• PROBLEMS AND TASKS
[1] List the qualities that the glossary text on wrap-up codes, below, gives for a good wrap-up code list.
[2] Pick up the glossary text on wrap-up codes, below, right after its last line and carry it on from there.

# TEXT SECTION start

Glossary
What is a Wrap-Up Code?
A wrap-up code (also called a disposition code or call code) is a short, structured label the agent applies at the end of a contact to record what it was about and how it ended. Codes feed the reporting layer that turns raw call volume into actionable categories — billing inquiry, refund, sales win, escalation, callback scheduled — and they are the single most leveraged data input the contact center collects without a transcription system.
How wrap-up codes work
The flow is mechanical and runs on every contact:
- The call ends or the chat closes.
- The agent enters after-call work and the desktop presents a list of allowed disposition codes (or a hierarchical picker).
- The agent selects the code that matches what just happened.
- The system writes the code into the contact record along with talk time, agent ID, queue, and any CRM links.
- The agent returns to available state.
The codes themselves are operationally meaningless until the reporting layer rolls them up — at which point they become the lens through which the operation understands what its customers are actually calling about.
What good wrap-up codes look like
The shape of the code list determines whether the data is useful or noise:
- Hierarchical: a top-level reason (Billing, Technical, Sales) drills into specific sub-codes (Billing → Refund Requested → Refund Approved). Granular enough to act on without forcing the agent through a 100-option flat list.
- Mutually exclusive: every contact maps to exactly one code. Multiple parallel taxonomies (reason + sentiment + resolution) live in separate fields, not as a single combined list.
- Outcome-aware: codes capture not just the topic but what happened (Resolved, Escalated, Callback Scheduled, Unable to Verify). This is the data that drives first-contact resolution reporting.
- Reviewed quarterly: the code list reflects the operation’s current realities, not the labels from three years ago that no longer match the workflow.
- Tied to coaching: each code maps to a coaching playbook or a workflow change, otherwise it is just a label nobody acts on.
A 15-code list with discipline beats a 90-code list with sloppy selection. The hard work is curation, not enumeration.
Wrap-up codes vs. disposition codes vs. wrap-up time
Three terms that overlap and should not be conflated:
- Wrap-up code / disposition code: the label the agent enters. Same thing under two names — different vendors use different terminology.

# TEXT SECTION end
# DATASET ROWS start

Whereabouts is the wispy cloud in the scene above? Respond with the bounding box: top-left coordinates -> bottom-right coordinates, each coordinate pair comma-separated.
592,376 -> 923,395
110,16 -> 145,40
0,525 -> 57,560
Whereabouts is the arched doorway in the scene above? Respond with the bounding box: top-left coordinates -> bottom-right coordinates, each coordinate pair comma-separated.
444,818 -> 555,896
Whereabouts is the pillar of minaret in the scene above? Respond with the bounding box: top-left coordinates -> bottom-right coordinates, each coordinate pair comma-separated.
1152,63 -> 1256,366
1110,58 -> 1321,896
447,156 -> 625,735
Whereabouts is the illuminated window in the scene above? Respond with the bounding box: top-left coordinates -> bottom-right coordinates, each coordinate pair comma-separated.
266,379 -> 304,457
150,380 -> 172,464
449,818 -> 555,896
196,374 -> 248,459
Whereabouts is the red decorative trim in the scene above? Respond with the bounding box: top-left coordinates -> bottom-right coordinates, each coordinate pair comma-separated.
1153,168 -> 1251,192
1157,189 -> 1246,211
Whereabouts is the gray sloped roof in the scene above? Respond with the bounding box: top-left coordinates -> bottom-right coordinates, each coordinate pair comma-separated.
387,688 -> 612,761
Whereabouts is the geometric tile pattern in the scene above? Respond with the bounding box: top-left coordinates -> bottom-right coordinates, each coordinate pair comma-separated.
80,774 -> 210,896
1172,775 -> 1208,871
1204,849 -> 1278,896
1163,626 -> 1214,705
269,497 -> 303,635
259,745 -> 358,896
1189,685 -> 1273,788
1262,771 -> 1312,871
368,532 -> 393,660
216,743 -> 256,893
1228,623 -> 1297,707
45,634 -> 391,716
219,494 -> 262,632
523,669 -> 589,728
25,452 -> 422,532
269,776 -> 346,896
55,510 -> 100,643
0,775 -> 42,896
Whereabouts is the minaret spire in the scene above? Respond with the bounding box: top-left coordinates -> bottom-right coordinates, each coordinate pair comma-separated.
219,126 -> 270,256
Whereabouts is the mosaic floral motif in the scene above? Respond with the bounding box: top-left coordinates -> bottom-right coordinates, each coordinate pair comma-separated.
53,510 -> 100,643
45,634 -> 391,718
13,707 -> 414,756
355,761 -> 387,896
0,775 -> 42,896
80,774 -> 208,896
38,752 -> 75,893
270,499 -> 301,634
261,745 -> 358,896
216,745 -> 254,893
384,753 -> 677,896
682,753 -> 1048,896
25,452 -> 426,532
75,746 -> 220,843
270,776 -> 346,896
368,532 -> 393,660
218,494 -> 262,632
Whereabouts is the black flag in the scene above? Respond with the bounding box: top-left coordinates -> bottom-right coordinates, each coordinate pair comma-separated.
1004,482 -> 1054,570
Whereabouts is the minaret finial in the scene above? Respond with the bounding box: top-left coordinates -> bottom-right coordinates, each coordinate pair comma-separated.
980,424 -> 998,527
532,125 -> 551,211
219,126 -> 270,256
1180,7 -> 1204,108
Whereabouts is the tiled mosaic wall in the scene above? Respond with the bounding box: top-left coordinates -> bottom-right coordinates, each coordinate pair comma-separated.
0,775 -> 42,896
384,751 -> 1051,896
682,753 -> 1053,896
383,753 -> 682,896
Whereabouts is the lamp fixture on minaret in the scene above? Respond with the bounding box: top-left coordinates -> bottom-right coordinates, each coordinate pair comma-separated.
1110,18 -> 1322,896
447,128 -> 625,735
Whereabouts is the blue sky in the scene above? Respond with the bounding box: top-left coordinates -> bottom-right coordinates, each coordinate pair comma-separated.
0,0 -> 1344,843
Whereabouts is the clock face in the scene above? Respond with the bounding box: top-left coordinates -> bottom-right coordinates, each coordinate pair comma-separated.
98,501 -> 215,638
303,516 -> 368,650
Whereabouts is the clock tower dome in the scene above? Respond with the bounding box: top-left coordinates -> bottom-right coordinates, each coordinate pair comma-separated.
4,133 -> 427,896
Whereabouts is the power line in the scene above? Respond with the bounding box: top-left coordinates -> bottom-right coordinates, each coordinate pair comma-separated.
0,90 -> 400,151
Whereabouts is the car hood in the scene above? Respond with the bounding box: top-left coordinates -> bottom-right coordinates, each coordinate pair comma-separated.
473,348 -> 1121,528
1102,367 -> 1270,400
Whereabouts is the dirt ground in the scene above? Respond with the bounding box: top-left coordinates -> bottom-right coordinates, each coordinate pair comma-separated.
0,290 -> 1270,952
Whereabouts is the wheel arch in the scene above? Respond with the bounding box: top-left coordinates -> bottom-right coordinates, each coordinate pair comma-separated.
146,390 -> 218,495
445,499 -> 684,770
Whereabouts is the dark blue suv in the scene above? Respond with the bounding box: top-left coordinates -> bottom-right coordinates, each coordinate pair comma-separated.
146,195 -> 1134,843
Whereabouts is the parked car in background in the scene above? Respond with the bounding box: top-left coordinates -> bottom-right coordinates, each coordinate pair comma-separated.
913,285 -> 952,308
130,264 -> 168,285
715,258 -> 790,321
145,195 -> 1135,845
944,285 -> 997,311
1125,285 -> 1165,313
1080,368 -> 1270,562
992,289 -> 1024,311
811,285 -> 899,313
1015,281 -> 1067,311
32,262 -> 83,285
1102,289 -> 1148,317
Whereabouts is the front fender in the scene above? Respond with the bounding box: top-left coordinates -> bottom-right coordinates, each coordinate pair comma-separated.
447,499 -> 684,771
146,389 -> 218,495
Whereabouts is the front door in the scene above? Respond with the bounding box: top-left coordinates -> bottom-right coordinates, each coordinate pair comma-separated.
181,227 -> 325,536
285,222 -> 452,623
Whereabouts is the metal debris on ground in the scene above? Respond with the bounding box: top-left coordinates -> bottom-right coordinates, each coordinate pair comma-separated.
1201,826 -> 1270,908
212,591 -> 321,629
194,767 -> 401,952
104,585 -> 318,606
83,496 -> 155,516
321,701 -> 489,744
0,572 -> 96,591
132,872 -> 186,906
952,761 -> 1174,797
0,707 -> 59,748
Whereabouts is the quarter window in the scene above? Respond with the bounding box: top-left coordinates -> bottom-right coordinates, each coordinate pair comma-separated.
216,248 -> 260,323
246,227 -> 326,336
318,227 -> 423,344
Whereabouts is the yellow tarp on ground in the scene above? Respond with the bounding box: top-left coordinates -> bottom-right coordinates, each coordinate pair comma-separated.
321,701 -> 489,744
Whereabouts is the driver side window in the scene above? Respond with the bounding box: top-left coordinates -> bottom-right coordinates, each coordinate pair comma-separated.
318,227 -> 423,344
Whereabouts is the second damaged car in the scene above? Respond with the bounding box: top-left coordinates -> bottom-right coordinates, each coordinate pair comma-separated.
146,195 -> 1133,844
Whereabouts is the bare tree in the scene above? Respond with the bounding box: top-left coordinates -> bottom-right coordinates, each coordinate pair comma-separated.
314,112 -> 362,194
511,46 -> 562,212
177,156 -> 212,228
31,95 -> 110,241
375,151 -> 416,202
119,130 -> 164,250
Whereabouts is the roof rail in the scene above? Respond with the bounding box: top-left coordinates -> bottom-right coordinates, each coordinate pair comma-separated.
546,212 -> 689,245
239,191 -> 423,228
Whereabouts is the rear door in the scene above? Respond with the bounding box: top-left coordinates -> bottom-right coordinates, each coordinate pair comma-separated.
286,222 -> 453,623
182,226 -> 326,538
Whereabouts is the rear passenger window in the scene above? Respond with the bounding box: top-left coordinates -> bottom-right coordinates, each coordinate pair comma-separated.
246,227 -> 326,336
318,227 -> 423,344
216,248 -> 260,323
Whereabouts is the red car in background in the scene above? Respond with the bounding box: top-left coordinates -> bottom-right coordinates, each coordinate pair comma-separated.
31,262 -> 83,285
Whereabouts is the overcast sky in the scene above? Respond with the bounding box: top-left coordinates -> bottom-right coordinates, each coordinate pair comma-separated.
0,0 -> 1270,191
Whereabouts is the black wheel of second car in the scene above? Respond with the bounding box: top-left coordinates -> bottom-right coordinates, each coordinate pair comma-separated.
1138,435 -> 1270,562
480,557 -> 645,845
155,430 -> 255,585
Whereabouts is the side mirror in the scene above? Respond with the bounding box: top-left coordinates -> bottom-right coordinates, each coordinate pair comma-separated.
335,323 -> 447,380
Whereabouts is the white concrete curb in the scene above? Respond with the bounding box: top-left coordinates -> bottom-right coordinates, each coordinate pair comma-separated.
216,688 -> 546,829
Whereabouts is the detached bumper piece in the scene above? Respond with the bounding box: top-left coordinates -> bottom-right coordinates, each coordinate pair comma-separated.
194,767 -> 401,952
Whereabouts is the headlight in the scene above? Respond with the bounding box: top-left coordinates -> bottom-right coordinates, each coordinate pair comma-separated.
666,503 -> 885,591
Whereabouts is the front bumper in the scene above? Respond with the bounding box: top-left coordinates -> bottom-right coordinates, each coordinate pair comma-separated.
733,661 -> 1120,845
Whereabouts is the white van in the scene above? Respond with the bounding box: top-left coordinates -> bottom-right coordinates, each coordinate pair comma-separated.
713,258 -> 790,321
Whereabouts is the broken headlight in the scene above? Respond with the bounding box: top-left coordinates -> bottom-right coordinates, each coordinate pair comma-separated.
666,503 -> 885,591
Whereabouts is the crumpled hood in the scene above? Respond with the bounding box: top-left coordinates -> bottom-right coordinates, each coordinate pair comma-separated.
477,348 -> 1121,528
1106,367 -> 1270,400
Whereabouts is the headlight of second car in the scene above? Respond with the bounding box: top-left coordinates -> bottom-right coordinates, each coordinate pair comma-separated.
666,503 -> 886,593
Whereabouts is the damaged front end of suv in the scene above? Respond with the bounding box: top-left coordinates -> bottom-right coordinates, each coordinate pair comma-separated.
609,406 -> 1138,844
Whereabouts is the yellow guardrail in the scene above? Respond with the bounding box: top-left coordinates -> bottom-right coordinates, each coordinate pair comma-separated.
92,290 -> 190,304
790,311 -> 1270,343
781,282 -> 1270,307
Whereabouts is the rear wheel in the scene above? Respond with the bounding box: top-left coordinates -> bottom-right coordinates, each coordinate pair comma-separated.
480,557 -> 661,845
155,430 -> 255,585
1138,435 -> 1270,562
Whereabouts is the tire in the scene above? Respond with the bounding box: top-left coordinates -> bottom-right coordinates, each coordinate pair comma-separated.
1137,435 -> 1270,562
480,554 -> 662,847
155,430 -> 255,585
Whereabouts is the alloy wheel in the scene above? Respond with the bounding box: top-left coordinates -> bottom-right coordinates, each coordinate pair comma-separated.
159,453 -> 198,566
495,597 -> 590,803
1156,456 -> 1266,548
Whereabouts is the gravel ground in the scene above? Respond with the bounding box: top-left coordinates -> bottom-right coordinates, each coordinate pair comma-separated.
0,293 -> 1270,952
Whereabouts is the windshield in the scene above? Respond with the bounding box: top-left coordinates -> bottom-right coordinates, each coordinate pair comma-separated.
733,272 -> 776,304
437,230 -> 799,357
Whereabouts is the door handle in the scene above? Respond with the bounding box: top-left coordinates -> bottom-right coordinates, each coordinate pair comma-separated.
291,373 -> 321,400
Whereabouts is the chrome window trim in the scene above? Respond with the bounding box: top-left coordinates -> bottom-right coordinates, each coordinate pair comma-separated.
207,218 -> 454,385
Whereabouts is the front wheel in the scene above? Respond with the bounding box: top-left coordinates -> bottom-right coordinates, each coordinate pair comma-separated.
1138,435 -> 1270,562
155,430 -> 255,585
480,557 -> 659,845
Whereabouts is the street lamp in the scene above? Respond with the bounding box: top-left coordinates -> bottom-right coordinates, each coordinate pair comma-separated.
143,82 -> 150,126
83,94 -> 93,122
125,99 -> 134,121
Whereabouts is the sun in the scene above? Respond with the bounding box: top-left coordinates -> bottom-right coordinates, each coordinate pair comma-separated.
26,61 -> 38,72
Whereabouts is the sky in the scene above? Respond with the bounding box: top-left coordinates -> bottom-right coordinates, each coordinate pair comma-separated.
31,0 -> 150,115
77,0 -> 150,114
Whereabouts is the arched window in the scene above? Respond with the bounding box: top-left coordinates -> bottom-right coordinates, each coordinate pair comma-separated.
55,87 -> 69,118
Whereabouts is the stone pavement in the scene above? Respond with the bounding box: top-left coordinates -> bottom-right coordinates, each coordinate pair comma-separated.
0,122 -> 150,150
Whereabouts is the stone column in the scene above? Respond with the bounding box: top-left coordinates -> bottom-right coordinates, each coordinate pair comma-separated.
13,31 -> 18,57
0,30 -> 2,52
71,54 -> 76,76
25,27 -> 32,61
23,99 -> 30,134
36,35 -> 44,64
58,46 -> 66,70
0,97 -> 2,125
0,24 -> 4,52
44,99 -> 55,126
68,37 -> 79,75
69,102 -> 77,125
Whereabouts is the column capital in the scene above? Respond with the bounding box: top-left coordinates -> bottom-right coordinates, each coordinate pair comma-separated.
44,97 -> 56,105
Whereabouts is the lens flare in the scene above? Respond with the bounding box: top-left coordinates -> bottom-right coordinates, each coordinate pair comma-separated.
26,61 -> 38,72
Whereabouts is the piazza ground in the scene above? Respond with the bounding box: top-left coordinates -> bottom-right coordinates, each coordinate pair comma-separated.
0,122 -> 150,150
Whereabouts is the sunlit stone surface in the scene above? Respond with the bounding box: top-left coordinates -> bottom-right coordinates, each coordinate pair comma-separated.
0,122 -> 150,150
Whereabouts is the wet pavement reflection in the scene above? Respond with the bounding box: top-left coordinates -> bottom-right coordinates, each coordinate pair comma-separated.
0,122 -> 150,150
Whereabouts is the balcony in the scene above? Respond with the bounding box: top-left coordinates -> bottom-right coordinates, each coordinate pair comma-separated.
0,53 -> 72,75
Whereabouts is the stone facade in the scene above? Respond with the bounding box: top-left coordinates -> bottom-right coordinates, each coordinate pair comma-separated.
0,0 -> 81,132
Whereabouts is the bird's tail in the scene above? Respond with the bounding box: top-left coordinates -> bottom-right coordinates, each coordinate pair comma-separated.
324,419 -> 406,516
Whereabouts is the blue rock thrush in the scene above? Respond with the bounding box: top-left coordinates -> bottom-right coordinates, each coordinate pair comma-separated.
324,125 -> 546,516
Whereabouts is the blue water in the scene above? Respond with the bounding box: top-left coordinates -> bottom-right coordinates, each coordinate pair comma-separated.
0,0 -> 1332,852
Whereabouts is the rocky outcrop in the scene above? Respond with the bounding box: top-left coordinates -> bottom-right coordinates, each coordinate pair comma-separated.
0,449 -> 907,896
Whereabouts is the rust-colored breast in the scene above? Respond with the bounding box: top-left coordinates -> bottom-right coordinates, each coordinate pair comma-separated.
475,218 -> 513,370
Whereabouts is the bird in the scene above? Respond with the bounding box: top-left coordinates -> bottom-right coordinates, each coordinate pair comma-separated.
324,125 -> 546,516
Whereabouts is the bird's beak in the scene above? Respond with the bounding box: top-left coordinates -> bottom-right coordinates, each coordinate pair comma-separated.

# DATASET ROWS end

• ANSWERS TO THE TASKS
[1]
- Hierarchical
- Mutually exclusive
- Outcome-aware
- Reviewed quarterly
- Tied to coaching

[2]
- After-call work (ACW) / wrap-up time: the time period during which the agent enters the code and completes any follow-up. A duration metric, not a label.
- Wrap-up reason: a more granular taxonomy some platforms layer beneath the headline disposition code.
The KPI that matters operationally is “what happened on this call” (the code) plus “how long did the agent spend wrapping it up” (the time). The two move independently and both deserve attention.
How wrap-up codes are used downstream
- Operational reporting: top reasons by volume, by queue, by time of day. Drives staffing, IVR design, and product feedback loops.
- First-contact resolution: percentage of contacts resolved without follow-up, calculated from outcome-aware disposition codes.
- Quality and coaching: agents with anomalous code distributions are coaching candidates — too many “Escalated,” too few “Resolved” relative to peers.
- Product and CX feedback: rising volume on a specific code is the earliest signal that something upstream changed — a pricing tweak, a website regression, a competitor move.
- Speech analytics cross-validation: automatic transcript analysis can cross-check whether the disposition the agent selected matches what the conversation was actually about.
Wrap-up code frequently asked questions
What is a wrap-up code in a call center?
A wrap-up code is a short label an agent enters at the end of a contact to record what it was about and how it ended. It feeds the contact-center reporting layer with structured categories — billing, sales, technical, escalation — that turn raw call volume into actionable data.
What is the difference between a wrap-up code and a disposition code?
There is no functional difference — different platforms call the same field by different names. “Disposition code” is more common in older CCaaS terminology and outbound dialing contexts; “wrap-up code” is more common in modern inbound contact-center platforms. Both label the contact for reporting.
What is the difference between wrap-up code and after-call work?
A wrap-up code is the label the agent enters. After-call work (ACW), sometimes called wrap-up time, is the duration during which the agent is off-queue completing the disposition and any follow-up tasks. The label is data; the time is a KPI.
How many wrap-up codes should a call center have?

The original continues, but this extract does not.